* Excerpt
Of course, one must admit that reconstructing the entire open source software stack is not very convenient for the eventual reader, and could be expensive. Thus the practical questions about the obsolescence of the formats used by today's readers are really how convenient it will be for the eventual reader to access the content, and how much will be spent when in order to reach that level of convenience. The next post in this series will take up these questions.

These ideas have evolved from those in a paper called Transparent Format Migration of Preserved Web Content we published in 2005. It explained the approach the LOCKSS program takes to format migration. LOCKSS is a trademark of Stanford University.

Saturday, April 21, 2007

Mass-market scholarly communication

I attended the Workshop on Repositories sponsored by the NSF (US) and the JISC (UK). I apologize in advance for the length of this post, which is a follow-up. As I wrote it new aspects kept emerging and more memories of the discussion came back.

In his perceptive position paper for the workshop, Don Waters cites a fascinating paper by Harley et al. entitled "The Influence of Academic Values on Scholarly Publication and Communication Practices". I'd like to focus on two aspects of the Harley et al paper:

They describe a split between "in-process" communication which is rapid, flexible, innovative and informal, and "archival" communication. The former is more important in establishing standing in a field, where the latter is more important in establishing standing in an institution.

* Data extract
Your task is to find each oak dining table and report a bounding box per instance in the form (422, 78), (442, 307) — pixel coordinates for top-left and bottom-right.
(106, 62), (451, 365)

* Problem to work on
Return the stretch of the blog excerpt from "In his perceptive" through "in an institution.", copied word for word.

* Problem solution
In his perceptive position paper for the workshop, Don Waters cites a fascinating paper by Harley et al. entitled "The Influence of Academic Values on Scholarly Publication and Communication Practices". I'd like to focus on two aspects of the Harley et al paper:

They describe a split between "in-process" communication which is rapid, flexible, innovative and informal, and "archival" communication. The former is more important in establishing standing in a field, where the latter is more important in establishing standing in an institution.